[Records]
►
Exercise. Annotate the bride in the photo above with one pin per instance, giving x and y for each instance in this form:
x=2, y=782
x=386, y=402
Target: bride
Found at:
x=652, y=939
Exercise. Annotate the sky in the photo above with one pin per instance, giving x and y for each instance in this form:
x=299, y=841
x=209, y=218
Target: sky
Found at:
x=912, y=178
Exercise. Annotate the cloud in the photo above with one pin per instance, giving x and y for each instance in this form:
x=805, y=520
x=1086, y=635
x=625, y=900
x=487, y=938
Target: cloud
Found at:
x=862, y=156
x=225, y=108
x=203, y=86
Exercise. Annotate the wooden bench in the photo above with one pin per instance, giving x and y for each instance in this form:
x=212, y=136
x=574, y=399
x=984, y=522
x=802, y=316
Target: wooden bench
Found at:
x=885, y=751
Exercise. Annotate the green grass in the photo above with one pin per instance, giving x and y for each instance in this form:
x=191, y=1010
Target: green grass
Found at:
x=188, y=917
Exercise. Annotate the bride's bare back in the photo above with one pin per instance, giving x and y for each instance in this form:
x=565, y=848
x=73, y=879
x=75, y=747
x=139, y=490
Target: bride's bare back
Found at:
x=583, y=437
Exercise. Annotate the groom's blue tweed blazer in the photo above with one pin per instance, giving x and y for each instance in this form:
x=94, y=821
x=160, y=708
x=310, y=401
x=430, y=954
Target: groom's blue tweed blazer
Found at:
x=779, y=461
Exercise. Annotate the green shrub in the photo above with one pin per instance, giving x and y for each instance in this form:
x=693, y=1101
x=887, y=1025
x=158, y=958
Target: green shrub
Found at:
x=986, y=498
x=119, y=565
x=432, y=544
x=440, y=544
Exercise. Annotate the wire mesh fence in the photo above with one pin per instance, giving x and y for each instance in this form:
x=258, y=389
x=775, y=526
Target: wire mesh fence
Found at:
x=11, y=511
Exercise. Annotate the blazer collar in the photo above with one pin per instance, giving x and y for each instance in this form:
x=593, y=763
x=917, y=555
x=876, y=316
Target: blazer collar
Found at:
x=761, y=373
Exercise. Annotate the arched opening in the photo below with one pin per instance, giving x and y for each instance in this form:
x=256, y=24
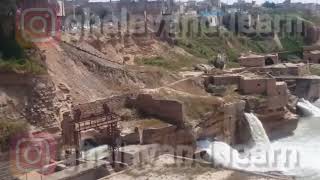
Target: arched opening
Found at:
x=269, y=61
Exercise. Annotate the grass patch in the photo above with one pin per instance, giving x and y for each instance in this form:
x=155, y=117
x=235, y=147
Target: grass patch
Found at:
x=9, y=129
x=21, y=66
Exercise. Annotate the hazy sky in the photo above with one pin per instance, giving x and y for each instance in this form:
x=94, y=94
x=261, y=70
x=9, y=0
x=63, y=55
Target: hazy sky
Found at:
x=258, y=1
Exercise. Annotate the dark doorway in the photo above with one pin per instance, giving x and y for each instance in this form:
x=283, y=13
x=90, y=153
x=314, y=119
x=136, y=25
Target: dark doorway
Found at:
x=269, y=61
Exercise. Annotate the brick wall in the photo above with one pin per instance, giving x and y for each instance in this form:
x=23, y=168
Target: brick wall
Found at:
x=252, y=62
x=168, y=110
x=96, y=108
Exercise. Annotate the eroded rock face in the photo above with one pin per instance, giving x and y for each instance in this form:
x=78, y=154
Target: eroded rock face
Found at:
x=32, y=98
x=278, y=122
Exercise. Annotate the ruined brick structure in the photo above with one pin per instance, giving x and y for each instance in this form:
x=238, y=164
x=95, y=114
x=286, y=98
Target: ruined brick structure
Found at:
x=168, y=110
x=284, y=69
x=254, y=60
x=311, y=54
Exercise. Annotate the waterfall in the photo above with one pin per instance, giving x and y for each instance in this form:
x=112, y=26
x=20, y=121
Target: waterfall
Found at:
x=307, y=108
x=258, y=133
x=220, y=153
x=96, y=153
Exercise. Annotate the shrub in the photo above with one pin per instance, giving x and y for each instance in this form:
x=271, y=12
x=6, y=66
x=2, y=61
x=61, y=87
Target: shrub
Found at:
x=8, y=129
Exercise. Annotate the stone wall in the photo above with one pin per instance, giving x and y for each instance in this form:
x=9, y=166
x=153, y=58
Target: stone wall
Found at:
x=308, y=89
x=223, y=80
x=258, y=60
x=284, y=69
x=222, y=124
x=280, y=98
x=257, y=86
x=252, y=62
x=30, y=97
x=95, y=108
x=167, y=110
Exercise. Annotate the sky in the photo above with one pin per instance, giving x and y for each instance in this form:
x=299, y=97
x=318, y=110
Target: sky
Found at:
x=258, y=1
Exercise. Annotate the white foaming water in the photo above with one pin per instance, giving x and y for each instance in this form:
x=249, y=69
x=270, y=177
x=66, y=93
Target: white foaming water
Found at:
x=308, y=109
x=96, y=153
x=258, y=133
x=297, y=155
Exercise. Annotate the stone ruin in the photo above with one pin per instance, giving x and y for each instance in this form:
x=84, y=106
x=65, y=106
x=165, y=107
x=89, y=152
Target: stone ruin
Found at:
x=255, y=60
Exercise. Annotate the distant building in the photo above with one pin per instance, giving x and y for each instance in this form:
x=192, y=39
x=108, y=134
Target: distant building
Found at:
x=255, y=60
x=212, y=17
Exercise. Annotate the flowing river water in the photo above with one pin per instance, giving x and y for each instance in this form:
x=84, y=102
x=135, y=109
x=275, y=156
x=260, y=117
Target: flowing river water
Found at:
x=297, y=155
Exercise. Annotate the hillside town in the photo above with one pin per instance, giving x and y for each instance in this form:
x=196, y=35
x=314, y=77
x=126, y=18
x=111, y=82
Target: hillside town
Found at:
x=159, y=89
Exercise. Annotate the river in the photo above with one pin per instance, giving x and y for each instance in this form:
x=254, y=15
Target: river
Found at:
x=297, y=155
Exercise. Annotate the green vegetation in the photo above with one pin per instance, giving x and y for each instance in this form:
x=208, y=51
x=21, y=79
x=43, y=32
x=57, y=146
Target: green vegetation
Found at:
x=170, y=61
x=9, y=129
x=315, y=70
x=21, y=66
◄
● **Goal**: Copy every row above word for word, leaving out the pictures.

● **The completed task**:
Exercise. Annotate the bride in the photo above with one pin per instance, giving x and y for each instance in this form:
x=2, y=782
x=386, y=402
Target: bride
Found at:
x=652, y=939
Exercise. Annotate the sky in the photo above with one pin per instance, giving x and y for each instance in this form:
x=299, y=841
x=209, y=218
Target: sky
Found at:
x=912, y=178
Exercise. Annotate the cloud in the photo above with one pin per instance, giving x and y for each instance in this form:
x=805, y=520
x=1086, y=635
x=625, y=900
x=487, y=938
Target: cloud
Found at:
x=862, y=156
x=225, y=108
x=203, y=86
Exercise. Annotate the wooden bench in the photo above with one pin per instance, giving x and y for each instance in this form:
x=212, y=136
x=574, y=399
x=984, y=522
x=802, y=316
Target: wooden bench
Found at:
x=885, y=751
Exercise. Annotate the green grass in the photo above with one pin per instance, giving x and y for each instance in this form:
x=191, y=1010
Target: green grass
Found at:
x=188, y=917
Exercise. Annotate the bride's bare back in the photo above with one pin per instance, giving x and y for each instance in this form:
x=565, y=848
x=73, y=879
x=75, y=747
x=139, y=490
Target: bride's bare back
Found at:
x=583, y=437
Exercise. Annotate the groom's blue tweed blazer in the photo above with one pin per instance, giving x and y for each instance in this form:
x=94, y=821
x=160, y=708
x=310, y=401
x=430, y=954
Target: groom's blue tweed blazer
Found at:
x=779, y=461
Exercise. Annotate the green shrub in the photo above with one pin per instance, giving x and y for each instance in this form:
x=693, y=1101
x=887, y=1025
x=158, y=958
Target: green shrub
Found at:
x=986, y=498
x=119, y=565
x=432, y=544
x=440, y=544
Exercise. Annotate the wire mesh fence in the photo above with one pin per instance, giving x and y for each instance in this form:
x=258, y=389
x=775, y=526
Target: wire mesh fence
Found at:
x=11, y=511
Exercise. Annotate the blazer collar in the photo above with one pin per instance, giving x and y for each instance in this form:
x=593, y=763
x=917, y=555
x=876, y=316
Target: blazer collar
Found at:
x=761, y=373
Exercise. Annotate the arched opening in the photo below with one pin per instance, giving x and y for each instance in this form:
x=256, y=24
Target: arched opening
Found at:
x=269, y=61
Exercise. Annotate the grass patch in the photo above with one pin per instance, giving x and y for each instance in this form:
x=155, y=117
x=235, y=147
Target: grass patch
Found at:
x=9, y=129
x=21, y=66
Exercise. Annotate the hazy sky in the photo above with one pin per instance, giving x and y for each instance in this form:
x=94, y=94
x=261, y=70
x=9, y=0
x=63, y=55
Target: hazy sky
Found at:
x=258, y=1
Exercise. Annotate the dark doorway in the photo above with one pin per instance, giving x and y for each instance in this form:
x=283, y=13
x=90, y=153
x=314, y=119
x=136, y=25
Target: dark doorway
Found at:
x=269, y=61
Exercise. Annotate the brick wall in the photo above with one pin per instance, giving x and y for each instance in this form:
x=23, y=168
Target: brick wall
Found at:
x=252, y=62
x=168, y=110
x=96, y=108
Exercise. Annotate the eroded rock face in the photo above with one pin per instance, giving x and y for each instance in this form:
x=78, y=154
Target: eroded rock face
Found at:
x=32, y=98
x=278, y=122
Exercise. Annotate the ruined brick structure in the photo above with one pin per instance, giving x and y for each instance in this form:
x=238, y=164
x=95, y=114
x=286, y=98
Target: ruined brick structure
Found at:
x=168, y=110
x=284, y=69
x=254, y=60
x=311, y=54
Exercise. Annotate the waterfall in the photo above with one pin per instance, giving x and y for each instance in this form:
x=112, y=26
x=20, y=121
Target: waterfall
Found at:
x=307, y=108
x=258, y=133
x=220, y=153
x=96, y=153
Exercise. Annotate the shrub in the photo above with one pin per instance, giving x and y for each instance in this form:
x=271, y=12
x=6, y=66
x=2, y=61
x=61, y=87
Target: shrub
Found at:
x=8, y=129
Exercise. Annotate the stone wall in the photo above with one pin per instance, giving x and y for each instance in this form:
x=9, y=166
x=153, y=58
Target: stone wall
Found at:
x=308, y=89
x=223, y=80
x=258, y=60
x=284, y=69
x=222, y=124
x=280, y=98
x=257, y=86
x=252, y=62
x=30, y=97
x=95, y=108
x=167, y=110
Exercise. Annotate the sky in the photo above with one pin per instance, giving x and y for each instance in this form:
x=299, y=97
x=318, y=110
Target: sky
Found at:
x=258, y=1
Exercise. Annotate the white foaming water in the photo above with one pin per instance, giving x and y for each instance in this form:
x=249, y=69
x=270, y=177
x=66, y=93
Target: white foaming water
Found at:
x=308, y=109
x=96, y=153
x=258, y=133
x=297, y=155
Exercise. Annotate the stone ruin in the photo above with one pin per instance, giving x and y for each instance in this form:
x=84, y=106
x=65, y=106
x=165, y=107
x=89, y=152
Target: stone ruin
Found at:
x=255, y=60
Exercise. Annotate the distant building in the photo above with one pin per instance, giving x and y for each instance in this form:
x=192, y=39
x=108, y=134
Target: distant building
Found at:
x=255, y=60
x=212, y=17
Exercise. Annotate the flowing river water in the photo above with one pin per instance, giving x and y for each instance in this form:
x=84, y=102
x=135, y=109
x=275, y=156
x=260, y=117
Target: flowing river water
Found at:
x=297, y=155
Exercise. Annotate the hillside town in the photo above with one pin per instance, giving x and y for each instance in this form:
x=196, y=35
x=314, y=77
x=126, y=18
x=111, y=82
Target: hillside town
Found at:
x=159, y=89
Exercise. Annotate the river in the photo above with one pin per instance, giving x and y for each instance in this form:
x=254, y=15
Target: river
Found at:
x=297, y=155
Exercise. Annotate the green vegetation in the photo above with one pin per instance, giving x and y for each instance in this form:
x=208, y=51
x=21, y=79
x=43, y=32
x=57, y=146
Target: green vegetation
Found at:
x=170, y=61
x=9, y=129
x=315, y=70
x=21, y=66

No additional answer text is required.